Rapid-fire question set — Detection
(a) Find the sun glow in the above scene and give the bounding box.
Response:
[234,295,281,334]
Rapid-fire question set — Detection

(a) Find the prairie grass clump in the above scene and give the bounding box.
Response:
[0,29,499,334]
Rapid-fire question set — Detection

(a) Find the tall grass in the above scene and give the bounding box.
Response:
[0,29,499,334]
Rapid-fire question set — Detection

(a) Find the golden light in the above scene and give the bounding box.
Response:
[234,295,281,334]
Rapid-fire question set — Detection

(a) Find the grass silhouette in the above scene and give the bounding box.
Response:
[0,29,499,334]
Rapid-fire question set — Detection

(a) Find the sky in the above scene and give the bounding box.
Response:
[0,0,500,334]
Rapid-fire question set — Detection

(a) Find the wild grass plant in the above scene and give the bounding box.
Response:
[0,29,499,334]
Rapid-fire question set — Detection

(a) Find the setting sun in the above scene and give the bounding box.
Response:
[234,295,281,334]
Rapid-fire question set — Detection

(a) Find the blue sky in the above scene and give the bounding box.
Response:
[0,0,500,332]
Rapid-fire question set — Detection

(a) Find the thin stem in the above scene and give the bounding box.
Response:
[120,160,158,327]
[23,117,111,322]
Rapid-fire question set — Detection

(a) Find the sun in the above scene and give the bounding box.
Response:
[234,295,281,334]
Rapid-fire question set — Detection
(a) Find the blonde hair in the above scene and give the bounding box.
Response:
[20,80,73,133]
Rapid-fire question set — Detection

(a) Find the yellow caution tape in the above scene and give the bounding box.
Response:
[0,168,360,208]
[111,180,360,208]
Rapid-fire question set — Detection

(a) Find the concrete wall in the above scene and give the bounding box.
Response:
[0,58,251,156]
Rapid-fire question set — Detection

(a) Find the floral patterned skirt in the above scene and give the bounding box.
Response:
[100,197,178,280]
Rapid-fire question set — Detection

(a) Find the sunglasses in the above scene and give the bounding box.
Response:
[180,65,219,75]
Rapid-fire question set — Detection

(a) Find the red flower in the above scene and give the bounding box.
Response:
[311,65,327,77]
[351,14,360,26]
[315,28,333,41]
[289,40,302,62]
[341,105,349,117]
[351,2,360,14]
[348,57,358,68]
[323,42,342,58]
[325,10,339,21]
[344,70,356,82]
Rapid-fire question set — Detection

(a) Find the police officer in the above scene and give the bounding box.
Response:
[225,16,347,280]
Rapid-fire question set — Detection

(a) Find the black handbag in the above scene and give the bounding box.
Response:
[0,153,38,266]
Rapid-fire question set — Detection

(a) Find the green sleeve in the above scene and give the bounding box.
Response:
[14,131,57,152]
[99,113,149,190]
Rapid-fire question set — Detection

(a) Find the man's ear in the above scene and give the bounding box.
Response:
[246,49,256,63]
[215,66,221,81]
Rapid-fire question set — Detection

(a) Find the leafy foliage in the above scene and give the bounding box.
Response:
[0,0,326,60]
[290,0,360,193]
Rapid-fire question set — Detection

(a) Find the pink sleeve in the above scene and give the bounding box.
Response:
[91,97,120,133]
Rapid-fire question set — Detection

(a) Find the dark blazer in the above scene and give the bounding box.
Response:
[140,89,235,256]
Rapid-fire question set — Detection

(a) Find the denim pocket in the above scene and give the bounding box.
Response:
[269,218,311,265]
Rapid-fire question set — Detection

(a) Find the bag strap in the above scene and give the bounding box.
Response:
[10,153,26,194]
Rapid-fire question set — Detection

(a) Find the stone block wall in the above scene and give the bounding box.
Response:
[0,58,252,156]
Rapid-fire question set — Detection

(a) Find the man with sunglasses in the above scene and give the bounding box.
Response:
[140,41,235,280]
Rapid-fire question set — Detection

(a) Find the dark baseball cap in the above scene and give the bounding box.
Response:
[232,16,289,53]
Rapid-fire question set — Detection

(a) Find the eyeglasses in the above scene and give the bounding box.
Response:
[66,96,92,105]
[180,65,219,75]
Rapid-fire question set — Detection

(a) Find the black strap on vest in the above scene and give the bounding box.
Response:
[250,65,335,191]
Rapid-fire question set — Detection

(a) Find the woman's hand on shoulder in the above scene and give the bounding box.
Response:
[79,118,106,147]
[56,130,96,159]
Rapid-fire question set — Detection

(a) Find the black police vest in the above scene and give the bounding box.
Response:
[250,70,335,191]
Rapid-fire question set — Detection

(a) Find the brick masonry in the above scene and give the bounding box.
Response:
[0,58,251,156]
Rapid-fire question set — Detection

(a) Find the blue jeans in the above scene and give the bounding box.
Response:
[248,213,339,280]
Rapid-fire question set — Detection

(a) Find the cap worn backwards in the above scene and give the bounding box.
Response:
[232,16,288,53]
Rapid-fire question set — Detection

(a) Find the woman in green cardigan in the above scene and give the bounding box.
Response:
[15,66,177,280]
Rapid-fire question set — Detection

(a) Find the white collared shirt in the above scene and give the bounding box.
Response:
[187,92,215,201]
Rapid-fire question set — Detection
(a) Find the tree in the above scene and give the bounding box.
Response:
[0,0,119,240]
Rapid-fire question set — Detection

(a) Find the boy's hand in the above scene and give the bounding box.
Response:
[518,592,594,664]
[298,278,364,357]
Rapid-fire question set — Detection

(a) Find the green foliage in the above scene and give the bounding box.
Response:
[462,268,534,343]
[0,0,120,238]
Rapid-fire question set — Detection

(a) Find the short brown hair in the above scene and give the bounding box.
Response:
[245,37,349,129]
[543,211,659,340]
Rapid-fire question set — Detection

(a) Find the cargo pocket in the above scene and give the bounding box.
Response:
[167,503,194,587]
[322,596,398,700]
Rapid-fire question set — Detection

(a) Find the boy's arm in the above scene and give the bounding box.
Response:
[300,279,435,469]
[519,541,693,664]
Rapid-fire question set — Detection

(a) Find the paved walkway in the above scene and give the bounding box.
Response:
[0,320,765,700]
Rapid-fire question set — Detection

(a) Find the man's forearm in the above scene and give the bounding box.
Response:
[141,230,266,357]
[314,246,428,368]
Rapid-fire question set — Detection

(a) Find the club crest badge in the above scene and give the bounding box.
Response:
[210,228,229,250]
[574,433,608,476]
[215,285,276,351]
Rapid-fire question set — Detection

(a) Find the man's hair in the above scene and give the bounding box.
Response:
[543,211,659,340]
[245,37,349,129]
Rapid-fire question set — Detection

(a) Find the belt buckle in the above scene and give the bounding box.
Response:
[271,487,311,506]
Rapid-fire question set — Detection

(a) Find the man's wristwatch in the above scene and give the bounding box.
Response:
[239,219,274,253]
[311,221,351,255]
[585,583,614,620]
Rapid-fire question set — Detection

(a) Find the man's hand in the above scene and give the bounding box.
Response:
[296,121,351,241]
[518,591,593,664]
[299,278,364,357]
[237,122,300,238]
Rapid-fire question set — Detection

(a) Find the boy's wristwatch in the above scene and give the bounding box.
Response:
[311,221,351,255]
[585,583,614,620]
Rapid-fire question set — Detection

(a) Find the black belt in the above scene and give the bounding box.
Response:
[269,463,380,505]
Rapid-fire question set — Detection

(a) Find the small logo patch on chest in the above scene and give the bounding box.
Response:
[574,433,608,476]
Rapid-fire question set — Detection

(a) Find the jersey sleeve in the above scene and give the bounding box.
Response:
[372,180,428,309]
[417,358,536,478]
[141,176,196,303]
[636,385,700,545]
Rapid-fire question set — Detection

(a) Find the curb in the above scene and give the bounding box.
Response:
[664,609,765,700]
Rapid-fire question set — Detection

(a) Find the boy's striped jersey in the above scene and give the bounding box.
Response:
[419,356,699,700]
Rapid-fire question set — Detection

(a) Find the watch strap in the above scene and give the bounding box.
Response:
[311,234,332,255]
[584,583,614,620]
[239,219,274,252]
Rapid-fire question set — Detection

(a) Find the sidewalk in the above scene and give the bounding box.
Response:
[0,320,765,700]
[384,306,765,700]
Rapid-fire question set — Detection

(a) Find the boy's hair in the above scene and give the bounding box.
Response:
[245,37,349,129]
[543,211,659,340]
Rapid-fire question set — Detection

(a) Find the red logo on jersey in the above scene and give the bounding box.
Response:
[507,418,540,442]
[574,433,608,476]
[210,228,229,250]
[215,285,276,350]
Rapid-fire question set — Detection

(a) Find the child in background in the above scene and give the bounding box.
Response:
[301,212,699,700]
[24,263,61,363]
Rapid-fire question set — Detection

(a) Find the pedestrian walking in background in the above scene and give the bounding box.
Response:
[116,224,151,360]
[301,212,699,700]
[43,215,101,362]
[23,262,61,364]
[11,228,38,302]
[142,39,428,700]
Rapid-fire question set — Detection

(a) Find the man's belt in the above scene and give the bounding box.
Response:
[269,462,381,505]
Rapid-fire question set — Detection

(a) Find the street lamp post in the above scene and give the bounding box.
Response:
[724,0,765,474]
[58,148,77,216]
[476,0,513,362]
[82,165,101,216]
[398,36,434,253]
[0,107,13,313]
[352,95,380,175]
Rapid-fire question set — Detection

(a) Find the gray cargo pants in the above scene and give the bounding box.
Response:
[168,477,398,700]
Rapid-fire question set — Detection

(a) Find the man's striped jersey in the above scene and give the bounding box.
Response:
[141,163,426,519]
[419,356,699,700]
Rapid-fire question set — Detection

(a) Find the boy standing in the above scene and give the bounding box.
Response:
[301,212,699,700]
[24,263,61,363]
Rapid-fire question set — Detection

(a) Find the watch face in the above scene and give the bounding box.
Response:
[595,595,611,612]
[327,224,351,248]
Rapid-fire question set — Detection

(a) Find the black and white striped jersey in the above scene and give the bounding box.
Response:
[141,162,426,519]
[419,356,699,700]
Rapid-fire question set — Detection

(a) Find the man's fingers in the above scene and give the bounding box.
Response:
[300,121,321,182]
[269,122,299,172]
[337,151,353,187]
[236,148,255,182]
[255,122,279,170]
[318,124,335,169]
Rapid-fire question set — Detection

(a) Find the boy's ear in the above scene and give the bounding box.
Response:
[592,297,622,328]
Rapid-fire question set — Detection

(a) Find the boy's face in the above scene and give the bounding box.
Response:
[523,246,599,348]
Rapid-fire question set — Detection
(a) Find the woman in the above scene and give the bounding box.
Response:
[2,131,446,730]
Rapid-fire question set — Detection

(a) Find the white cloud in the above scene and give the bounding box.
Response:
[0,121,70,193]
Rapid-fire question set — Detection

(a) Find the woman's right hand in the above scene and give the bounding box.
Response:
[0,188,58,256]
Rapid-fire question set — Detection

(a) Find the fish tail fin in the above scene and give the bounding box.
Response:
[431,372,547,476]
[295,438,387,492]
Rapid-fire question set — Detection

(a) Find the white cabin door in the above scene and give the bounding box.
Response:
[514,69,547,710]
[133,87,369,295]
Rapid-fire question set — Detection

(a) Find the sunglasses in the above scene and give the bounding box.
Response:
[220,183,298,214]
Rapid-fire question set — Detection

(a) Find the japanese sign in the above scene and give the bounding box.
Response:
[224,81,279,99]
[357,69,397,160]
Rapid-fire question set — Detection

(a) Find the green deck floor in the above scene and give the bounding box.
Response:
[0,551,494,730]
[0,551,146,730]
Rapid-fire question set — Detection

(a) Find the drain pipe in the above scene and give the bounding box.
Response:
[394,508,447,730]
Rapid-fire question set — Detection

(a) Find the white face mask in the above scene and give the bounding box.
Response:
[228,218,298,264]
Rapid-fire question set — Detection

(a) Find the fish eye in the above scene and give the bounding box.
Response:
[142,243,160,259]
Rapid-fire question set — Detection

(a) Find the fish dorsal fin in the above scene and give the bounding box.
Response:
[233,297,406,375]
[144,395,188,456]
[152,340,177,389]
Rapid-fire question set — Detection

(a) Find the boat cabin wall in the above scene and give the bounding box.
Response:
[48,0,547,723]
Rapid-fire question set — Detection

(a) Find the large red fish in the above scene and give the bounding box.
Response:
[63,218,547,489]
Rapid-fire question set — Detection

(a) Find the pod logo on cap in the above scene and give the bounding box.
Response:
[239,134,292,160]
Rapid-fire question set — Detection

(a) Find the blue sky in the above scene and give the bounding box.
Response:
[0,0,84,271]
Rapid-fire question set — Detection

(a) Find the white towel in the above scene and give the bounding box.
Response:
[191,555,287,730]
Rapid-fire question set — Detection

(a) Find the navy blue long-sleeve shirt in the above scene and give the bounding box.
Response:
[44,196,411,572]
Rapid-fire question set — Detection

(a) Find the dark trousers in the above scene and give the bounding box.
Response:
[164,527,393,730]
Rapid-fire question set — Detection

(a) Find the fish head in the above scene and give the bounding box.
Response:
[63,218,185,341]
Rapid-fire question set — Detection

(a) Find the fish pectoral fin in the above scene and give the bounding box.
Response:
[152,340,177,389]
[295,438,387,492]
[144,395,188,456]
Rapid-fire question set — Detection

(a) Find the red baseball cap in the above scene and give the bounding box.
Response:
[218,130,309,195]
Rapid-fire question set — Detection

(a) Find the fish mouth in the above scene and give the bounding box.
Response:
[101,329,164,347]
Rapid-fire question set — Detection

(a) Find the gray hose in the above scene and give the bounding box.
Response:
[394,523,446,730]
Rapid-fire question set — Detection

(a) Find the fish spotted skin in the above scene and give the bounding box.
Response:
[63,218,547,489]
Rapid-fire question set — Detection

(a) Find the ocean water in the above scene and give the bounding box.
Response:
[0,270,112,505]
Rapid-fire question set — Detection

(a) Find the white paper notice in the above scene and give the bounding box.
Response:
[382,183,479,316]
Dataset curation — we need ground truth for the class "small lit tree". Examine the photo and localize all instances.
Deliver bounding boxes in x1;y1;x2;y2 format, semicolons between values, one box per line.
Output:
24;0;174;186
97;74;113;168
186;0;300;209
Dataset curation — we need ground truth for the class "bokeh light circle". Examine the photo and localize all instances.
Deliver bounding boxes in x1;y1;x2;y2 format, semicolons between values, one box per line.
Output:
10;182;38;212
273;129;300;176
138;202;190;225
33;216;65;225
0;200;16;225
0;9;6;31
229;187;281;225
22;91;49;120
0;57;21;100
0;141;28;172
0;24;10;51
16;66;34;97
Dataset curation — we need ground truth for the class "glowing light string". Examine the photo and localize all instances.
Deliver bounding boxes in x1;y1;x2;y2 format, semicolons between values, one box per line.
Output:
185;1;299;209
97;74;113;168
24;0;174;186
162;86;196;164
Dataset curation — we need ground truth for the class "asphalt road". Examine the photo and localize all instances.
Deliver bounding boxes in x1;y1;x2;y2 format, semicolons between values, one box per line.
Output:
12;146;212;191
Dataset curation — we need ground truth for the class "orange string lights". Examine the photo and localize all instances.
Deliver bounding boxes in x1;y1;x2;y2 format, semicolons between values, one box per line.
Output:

*Work required*. Write out every line from the start of the listing through the line that contains "[0,0,500,332]" as a JSON list of strings, one string per line, with blank lines left out.

*Response to this task*.
[
  "Rapid-fire question set — Detection",
  "(a) Find the sun glow in the above scene and give the bounding box.",
  "Response:",
  "[234,295,281,334]",
  "Rapid-fire question set — Detection",
  "(a) Find the prairie grass clump in the above scene and give the bounding box.",
  "Response:",
  "[0,29,499,334]",
  "Rapid-fire question set — Detection",
  "(a) Find the tall grass in the above scene and give the bounding box.",
  "Response:",
  "[0,29,499,334]",
  "Rapid-fire question set — Detection",
  "(a) Find the golden light in the above scene and give the bounding box.",
  "Response:",
  "[234,295,281,334]",
  "Rapid-fire question set — Detection",
  "(a) Find the grass silhouette in the above scene and give the bounding box.",
  "Response:",
  "[0,29,499,334]",
  "Rapid-fire question set — Detection",
  "(a) Find the sky in the above scene and give the bounding box.",
  "Response:",
  "[0,0,500,334]",
  "Rapid-fire question set — Detection",
  "(a) Find the wild grass plant in the above scene and give the bounding box.",
  "Response:",
  "[0,29,499,334]",
  "Rapid-fire question set — Detection",
  "(a) Find the setting sun in the above scene and give the bounding box.",
  "Response:",
  "[234,295,281,334]",
  "Rapid-fire question set — Detection",
  "(a) Find the blue sky in the above scene and give the bounding box.",
  "Response:",
  "[0,0,500,332]"
]